* [Problems]
1) For the essay on lessons from World War One, decide whether each statement agrees with it: (a) Germany resumed unrestricted submarine warfare in 1917; (b) Theodore Roosevelt's remarks about German acts of war came in April 1917; (c) President Wilson was eager to acknowledge that the country was at war. Answer yes or no for each, quoting the words of the essay that settle it.
2) Write the next part of the essay on lessons from World War One, starting after its final sentence.

* [Selected passage]
▼

Five Lessons Americans Should Learn from World War One

This year marks the centenary of the First World War. Even after a hundred years there are some basic lessons of that war that have yet to be learned.

Number one: When someone declares war on you–guess what, you’re at war. For many Americans, it is a mystery why we got involved in the war in the first place. It shouldn’t be. Germany de facto declared war on the United States when it resumed unrestricted submarine warfare in 1917. As Theodore Roosevelt fumed in March of that year, Germany “has sunk our ships, our ports have been put under blockade…. If these are not overt acts of war then Lexington and Bunker Hill were not overt acts of war….[D]uring the last two years the Germans have killed as many, or almost as many, Americans as were slain at Lexington and Bunker Hill; and whereas the British in open conflict slew armed American fighting men, the Americans whom the Germans have slain were women and children and unarmed men going peacefully about their lawful business.” President Woodrow Wilson might have muddied the waters with his preachments about making the world safe for democracy (which was not the issue), but TR had it right. We were already at war before President Wilson reluctantly conceded the fact in April 1917.

▲

(Contour labeling lines)

▼

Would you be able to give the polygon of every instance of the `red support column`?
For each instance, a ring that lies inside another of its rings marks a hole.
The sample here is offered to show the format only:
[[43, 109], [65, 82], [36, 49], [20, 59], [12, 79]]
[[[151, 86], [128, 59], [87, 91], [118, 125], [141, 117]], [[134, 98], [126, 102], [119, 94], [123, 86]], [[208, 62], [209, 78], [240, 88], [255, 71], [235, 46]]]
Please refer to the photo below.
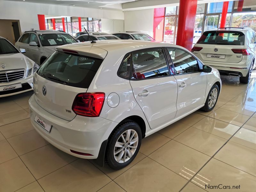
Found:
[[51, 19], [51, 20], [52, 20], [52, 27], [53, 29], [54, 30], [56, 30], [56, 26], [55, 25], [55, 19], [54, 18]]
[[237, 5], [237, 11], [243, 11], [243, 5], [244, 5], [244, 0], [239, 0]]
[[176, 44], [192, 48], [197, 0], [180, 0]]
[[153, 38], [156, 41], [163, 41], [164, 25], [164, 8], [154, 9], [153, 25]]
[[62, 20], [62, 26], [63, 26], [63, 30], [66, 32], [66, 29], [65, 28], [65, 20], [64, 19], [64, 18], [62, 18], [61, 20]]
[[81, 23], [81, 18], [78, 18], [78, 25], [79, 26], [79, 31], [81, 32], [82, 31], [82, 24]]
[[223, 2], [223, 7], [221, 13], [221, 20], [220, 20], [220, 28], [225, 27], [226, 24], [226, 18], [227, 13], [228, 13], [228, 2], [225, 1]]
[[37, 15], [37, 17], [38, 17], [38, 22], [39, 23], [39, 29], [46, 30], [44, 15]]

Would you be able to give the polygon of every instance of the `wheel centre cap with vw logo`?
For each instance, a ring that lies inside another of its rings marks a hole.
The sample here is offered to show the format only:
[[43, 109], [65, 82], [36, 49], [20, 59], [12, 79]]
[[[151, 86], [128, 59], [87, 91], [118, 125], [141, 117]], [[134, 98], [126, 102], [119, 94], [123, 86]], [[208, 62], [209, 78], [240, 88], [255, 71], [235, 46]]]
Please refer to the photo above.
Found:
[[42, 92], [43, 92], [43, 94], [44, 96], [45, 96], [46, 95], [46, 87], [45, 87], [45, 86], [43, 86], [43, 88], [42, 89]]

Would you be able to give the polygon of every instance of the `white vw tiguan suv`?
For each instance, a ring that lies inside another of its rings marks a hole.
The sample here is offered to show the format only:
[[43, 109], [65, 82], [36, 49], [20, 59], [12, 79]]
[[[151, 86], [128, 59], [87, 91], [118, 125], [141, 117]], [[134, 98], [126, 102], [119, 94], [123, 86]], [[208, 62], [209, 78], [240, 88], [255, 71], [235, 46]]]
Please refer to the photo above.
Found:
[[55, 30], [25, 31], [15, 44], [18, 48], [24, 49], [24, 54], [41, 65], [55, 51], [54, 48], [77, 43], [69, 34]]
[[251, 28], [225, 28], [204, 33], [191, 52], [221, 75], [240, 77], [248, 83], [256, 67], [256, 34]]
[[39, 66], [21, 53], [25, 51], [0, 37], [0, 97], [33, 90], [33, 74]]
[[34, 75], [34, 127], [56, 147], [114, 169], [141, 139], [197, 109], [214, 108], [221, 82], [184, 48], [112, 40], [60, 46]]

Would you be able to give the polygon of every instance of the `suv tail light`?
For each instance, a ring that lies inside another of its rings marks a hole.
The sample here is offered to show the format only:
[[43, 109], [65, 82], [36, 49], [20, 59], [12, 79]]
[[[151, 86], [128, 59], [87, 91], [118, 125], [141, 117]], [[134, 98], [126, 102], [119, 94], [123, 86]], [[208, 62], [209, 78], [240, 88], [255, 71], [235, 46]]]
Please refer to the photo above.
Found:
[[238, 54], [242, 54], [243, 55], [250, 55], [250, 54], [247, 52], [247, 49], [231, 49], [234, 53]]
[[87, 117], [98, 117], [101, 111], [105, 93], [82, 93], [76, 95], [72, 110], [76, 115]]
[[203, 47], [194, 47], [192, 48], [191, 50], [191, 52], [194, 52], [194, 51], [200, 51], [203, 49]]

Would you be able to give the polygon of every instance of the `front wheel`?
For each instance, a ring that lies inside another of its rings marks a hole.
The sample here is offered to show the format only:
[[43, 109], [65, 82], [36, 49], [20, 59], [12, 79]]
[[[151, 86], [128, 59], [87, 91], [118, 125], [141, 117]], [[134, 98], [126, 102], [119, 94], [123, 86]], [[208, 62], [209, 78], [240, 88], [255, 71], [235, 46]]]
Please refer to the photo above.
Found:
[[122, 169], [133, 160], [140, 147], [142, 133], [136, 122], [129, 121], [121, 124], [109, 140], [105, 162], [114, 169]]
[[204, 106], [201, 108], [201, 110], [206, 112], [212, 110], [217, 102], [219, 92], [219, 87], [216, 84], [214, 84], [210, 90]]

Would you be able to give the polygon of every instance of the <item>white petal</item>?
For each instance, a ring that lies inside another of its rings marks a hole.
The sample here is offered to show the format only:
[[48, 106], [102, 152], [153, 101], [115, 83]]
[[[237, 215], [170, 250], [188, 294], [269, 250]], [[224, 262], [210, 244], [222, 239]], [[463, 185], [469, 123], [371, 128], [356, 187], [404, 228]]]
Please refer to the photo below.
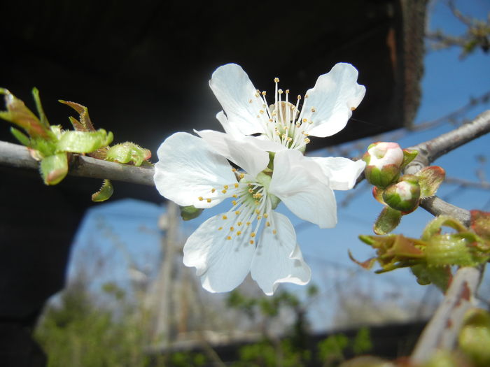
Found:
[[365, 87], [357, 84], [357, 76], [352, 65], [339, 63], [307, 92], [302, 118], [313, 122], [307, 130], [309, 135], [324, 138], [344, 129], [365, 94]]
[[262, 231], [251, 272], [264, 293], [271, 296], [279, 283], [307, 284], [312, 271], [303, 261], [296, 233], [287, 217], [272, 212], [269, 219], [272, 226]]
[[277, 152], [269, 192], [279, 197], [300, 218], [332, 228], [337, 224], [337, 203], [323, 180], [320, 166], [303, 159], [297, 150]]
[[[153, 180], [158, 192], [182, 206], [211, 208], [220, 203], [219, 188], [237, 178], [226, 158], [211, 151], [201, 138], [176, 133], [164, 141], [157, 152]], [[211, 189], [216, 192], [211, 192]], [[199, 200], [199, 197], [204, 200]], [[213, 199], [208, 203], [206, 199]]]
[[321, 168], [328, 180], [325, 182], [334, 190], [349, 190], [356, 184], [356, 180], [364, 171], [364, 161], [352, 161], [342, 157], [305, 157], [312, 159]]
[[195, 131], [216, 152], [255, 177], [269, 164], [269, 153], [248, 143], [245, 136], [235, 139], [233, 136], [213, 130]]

▲

* [Answers for the exercise]
1)
(a) Yes: "Germany de facto declared war on the United States when it resumed unrestricted submarine warfare in 1917."
(b) No: "As Theodore Roosevelt fumed in March of that year"
(c) No: "We were already at war before President Wilson reluctantly conceded the fact in April 1917."

2)
Which brings us to the second lesson: in foreign policy weakness begets contempt. It is a myth that masses of arms, a congeries of treaties, or the military mobilization schedules of the major powers of Europe made war inevitable. No, it was the weakness of the Austro-Hungarian Empire (more on that in a moment) that plunged Europe into war, and it was the punyness of America’s armed forces and the cravenness of Woodrow Wilson’s foreign policy that encouraged the Germans to treat the prospect of America’s entry into the war with contempt. After a German u-boat sank the luxury liner the Lusitania in 1915, killing 1,195 passengers and crew, including 95 children and 124 Americans, Roosevelt accused President Wilson and his Secretary of State William Jennings Bryan of being “morally responsible for the loss of the lives of those American women and children….[Wilson and Bryan] are both of them abject creatures and they won’t go to war unless they are kicked into it.” Two years later, the German jackboot kicked Wilson in the pants once too often, with the resumption of unrestricted submarine warfare and the Zimmermann telegram inviting Mexico to invade the United States as an ally of Germany.

The third lesson: We’ve all heard the bromide that says “Our diversity is our strength.” Interestingly, no historian has ever applied it to the highly diverse Austro-Hungarian Empire. Its diversity, indeed, is generally viewed as having been fatal. During the war, German officers famously quipped that being allied to the Austro-Hungarian Empire was like being shackled to a corpse.

Fourth lesson: General Douglas MacArthur, himself a veteran of World War One, in which he earned seven silver stars, was right: “In war there is no substitute for victory.”  He might have learned that lesson from the commander of the American Expeditionary Forces, General John J. Pershing, who thought the First World War ended too soon, saying of the Armistice, “We shouldn’t have done it. If they had given us another ten days we would have rounded up the entire German army, captured it, humiliated it….The German troops today are marching back into Germany announcing that they have never been defeated….What I dread is that Germany doesn’t know that she was licked. Had they given us another week we’d have taught them.” Among those absorbing Pershing’s lesson might have been Adolf Hitler.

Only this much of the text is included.